== Records to process ==
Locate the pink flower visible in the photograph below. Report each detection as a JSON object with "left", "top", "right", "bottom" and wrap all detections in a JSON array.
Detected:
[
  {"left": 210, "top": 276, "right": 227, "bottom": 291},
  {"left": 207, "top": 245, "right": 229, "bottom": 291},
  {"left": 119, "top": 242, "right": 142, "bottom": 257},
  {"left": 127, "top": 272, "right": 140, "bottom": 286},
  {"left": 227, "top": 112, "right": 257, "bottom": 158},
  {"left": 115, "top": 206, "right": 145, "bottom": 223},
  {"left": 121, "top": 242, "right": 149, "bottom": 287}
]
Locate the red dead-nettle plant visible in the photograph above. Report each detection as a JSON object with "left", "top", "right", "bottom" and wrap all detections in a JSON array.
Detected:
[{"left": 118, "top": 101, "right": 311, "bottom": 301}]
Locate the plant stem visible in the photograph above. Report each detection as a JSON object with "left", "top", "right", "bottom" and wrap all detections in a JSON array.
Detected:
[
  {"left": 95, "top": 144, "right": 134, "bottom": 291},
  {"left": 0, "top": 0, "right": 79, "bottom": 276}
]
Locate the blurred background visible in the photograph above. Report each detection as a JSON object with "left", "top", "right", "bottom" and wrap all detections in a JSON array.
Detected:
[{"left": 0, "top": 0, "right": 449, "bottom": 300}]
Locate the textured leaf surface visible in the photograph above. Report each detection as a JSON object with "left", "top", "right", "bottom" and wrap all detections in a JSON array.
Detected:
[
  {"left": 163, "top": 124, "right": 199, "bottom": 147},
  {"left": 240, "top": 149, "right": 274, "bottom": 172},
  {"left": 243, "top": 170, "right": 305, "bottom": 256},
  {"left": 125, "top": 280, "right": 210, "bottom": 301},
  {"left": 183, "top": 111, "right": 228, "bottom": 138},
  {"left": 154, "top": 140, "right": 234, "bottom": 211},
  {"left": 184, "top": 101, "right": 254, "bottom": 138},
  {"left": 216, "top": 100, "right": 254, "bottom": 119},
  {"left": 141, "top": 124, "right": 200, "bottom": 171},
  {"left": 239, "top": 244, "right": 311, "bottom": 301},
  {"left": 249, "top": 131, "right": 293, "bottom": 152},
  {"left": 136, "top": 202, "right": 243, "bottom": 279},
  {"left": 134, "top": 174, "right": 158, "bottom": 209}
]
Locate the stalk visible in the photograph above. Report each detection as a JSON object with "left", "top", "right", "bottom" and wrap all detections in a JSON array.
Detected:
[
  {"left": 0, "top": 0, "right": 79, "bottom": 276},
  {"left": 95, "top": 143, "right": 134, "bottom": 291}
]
===
[About this exercise]
Your answer must consist solely of the lines from the top of the entries above through the line containing "Locate the textured", copied exactly, both ends included.

[Written response]
Locate the pink flower visible in the photograph below. Report each detection as a JSON object with "left", "top", "right", "bottom" and wrap all detections in a JSON array.
Detected:
[
  {"left": 210, "top": 276, "right": 227, "bottom": 291},
  {"left": 207, "top": 245, "right": 229, "bottom": 291},
  {"left": 119, "top": 242, "right": 142, "bottom": 257},
  {"left": 127, "top": 272, "right": 140, "bottom": 286},
  {"left": 227, "top": 112, "right": 257, "bottom": 158},
  {"left": 115, "top": 206, "right": 145, "bottom": 223},
  {"left": 121, "top": 242, "right": 149, "bottom": 287}
]
Locate the red dead-nettle plant visible in the photograph above. Report each detection as a JSON object with "left", "top", "right", "bottom" and wrap all detections in a JSON array.
Detected:
[{"left": 118, "top": 101, "right": 311, "bottom": 301}]
Locate the plant stem visible in the photograph above. Report each detection as a JSON object with "left", "top", "right", "bottom" and wrap all detections in a JSON array.
Detected:
[
  {"left": 95, "top": 144, "right": 134, "bottom": 291},
  {"left": 0, "top": 0, "right": 79, "bottom": 276}
]
Locate the blurred background visible in the photograph above. Report each detection as a JSON object with "left", "top", "right", "bottom" and wrap all detections in a JSON array.
Detected:
[{"left": 0, "top": 0, "right": 449, "bottom": 300}]
Locate the textured leaf surface visible in the photograph above. Report each detection as a JSON object with "left", "top", "right", "bottom" and wrap all detections in a JSON array.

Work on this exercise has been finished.